-- Условия заданий --
(1) Ответьте по рецензии ниже:
(a) В каком журнале и в каких номерах напечатан роман «Полуостров Жидятин»?
(b) Какие три надписи, по словам рецензии, ставят на массовых книжках?
(c) Сколько лет вот-вот исполнится двум мальчикам из романа?
(2) Пожалуйста, продолжите рецензию, приведенную ниже, начиная сразу после ее последнего предложения.

-- Исходный текст --
ОБЗОРЫ
Опубликовано в журнале Новый Мир, номер 4, 2001
Виктор МЯСНИКОВ
*
ДВА ПОЛУОСТРОВА — ОСТРОВ
Олег Юрьев. Полуостров Жидятин. — «Урал», Екатеринбург, 2000, № 1 — 2.
Роману Олега Юрьева «Полуостров Жидятин» суждено быть непрочитанной книгой. Да, возможно, и книгой-то ему стать не придется, поскольку непрочитанные произведения не всякий издатель рискнет заряжать в переплет. Нет, будь имя автора на слуху, попади он в букеровскую шестерку, тогда, конечно, можно печатать, а там, глядишь, со временем и прочитается, бог милостив. Но скорее всего, упокоиться ему под обложками малотиражного «Урала», позабытому, позаброшенному. И в грустную минуту прощанья позвольте почтить непрочитанного какими-то словами.
Так уж устроено восприятие большинства читающих, что у них в голове всякое литературное произведение непременно должно укладываться в некие более-менее привычные жанровые и композиционные каноны. Чтобы знать, как к нему относиться, читать до конца или отодвинуть — не мое. Поэтому, чтобы не мучить покупателя и помочь ему поскорей раскошелиться, на массовых книжках указывают: «Современный детектив», «Любовный роман», «Антология сатиры и юмора». Гораздо сложней с мейнстримом. Сплошь и рядом приступать к чтению приходится «втемную» и уже по ходу пьесы классифицировать ее по узнаваемым сюжетным и стилистическим ориентирам, чтобы заняла она свое место в соответствующей мозговой ячейке. При этом возникают определенные читательские ожидания. И хуже нет того случая, когда ориентиры не срабатывают, или их нет, или за ориентиры приняты какие-то совсем посторонние, а то и вовсе ложные знаки. В этом случае читатель, обманувшийся в своих ожиданиях, даже не пытается раскусить сюжетную скорлупу, чтобы добраться до ядра. Так появляются непрочитанные книги, оказавшиеся не в своих ячейках, безродные, облепленные уничижительными ярлычками скорых на расправу рецензентов.
«Полуостров Жидятин» — случай совершенно особенный. Это многоразовый роман, повторное прочтение его доставляет, пожалуй, даже большее удовольствие, чем первое. Олег Юрьев применяет довольно редкий композиционный прием. Роман состоит из двух частей, из двух вроде бы самостоятельных и самодостаточных повестей, зеркально повторяющих одна другую. Два мальчика, которым сегодня-завтра исполняется по тринадцать лет, лежат вечером, болеют, под одинаковыми одеялами на разных этажах одного дома, точнее, пакгауза, вспоминают события, иногда одни и те же, думают о своем, немного страдают. Вот и все, если, не заглубляясь, быстренько проскользить по поверхности текста.

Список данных
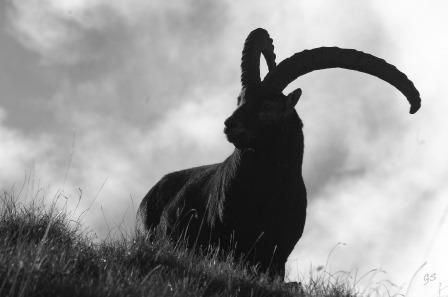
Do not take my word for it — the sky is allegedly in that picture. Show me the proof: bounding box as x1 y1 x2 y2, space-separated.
0 0 448 296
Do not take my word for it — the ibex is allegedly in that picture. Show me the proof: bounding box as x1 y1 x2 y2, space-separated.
137 28 420 275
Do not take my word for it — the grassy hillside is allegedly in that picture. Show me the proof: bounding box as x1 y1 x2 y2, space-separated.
0 193 354 297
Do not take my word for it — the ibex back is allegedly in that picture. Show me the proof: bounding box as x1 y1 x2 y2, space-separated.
138 29 420 275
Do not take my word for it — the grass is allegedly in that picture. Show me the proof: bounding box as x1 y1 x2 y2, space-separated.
0 188 357 297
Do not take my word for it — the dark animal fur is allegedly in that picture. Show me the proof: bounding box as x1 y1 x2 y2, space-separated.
139 93 307 274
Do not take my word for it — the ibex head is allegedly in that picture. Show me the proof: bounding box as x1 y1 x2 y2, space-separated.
224 28 420 149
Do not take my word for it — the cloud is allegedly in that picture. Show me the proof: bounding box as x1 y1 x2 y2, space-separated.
0 0 447 290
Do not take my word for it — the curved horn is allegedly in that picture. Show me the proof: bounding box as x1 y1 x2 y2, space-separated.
241 28 275 87
263 47 421 113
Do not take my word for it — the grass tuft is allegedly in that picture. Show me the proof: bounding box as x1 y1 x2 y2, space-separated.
0 193 356 297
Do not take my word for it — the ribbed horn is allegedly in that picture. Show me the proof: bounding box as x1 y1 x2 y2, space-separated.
241 28 275 87
263 47 421 113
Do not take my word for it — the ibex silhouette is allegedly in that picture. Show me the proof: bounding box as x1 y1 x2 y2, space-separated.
138 29 420 275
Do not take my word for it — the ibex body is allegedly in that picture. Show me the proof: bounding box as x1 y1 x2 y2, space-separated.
138 29 420 274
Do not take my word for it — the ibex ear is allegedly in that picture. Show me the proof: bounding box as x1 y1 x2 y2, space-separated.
286 88 302 108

-- Ответы на задания --
(1)
(a) В журнале «Урал» (Екатеринбург), 2000, № 1–2.
(b) «Современный детектив», «Любовный роман», «Антология сатиры и юмора».
(c) Тринадцать лет.

(2)
Эка невидаль! — воскликнет искушенный читатель. — Акутагава, «Ворота Расёмон»! И будет не прав, поскольку попался на ложный сигнал. События, свидетелями и участниками которых оказались мальчики, не дают повода для романного пространства, это всего лишь эпизоды жизни. Опубликованные в разных номерах «Урала», нарочито разъятые и разведенные, словно питерские мосты белой ночью, повестушечки таким образом еще больше усиливают авторскую игру, расходясь во времени и пространстве. И даже возникает идея: буде кому придет в голову мысль все-таки издать «Полуостров Жидятин» отдельной книгой, так пускай напечатает двумя одинаково оформленными книжечками, не рассчитавшимися на первый-второй и упакованными в единый супер. Тем более, что вторая часть романа в журнальной публикации снабжена сноской: «Окончание/начало романа. Начало/окончание см. в № 1/2000». Мало того, О. Юрьев дает читателю подсказку-ориентир — дважды слитно повторяет в подзаголовке слово «роман», причем второе зеркально перевернуто, а буква «н» у них общая. Ее ведь как ни зеркаль, она всегда равна себе. И действительно, две взаимно зеркальные повести о двенадцатилетних пацанчиках на грани тринадцатилетия, связанные единством места и времени, событиями, моментами жизни и массой других зеркальных совпадений, вроде бы настолько независимы одна от другой, что могут читаться в любом порядке.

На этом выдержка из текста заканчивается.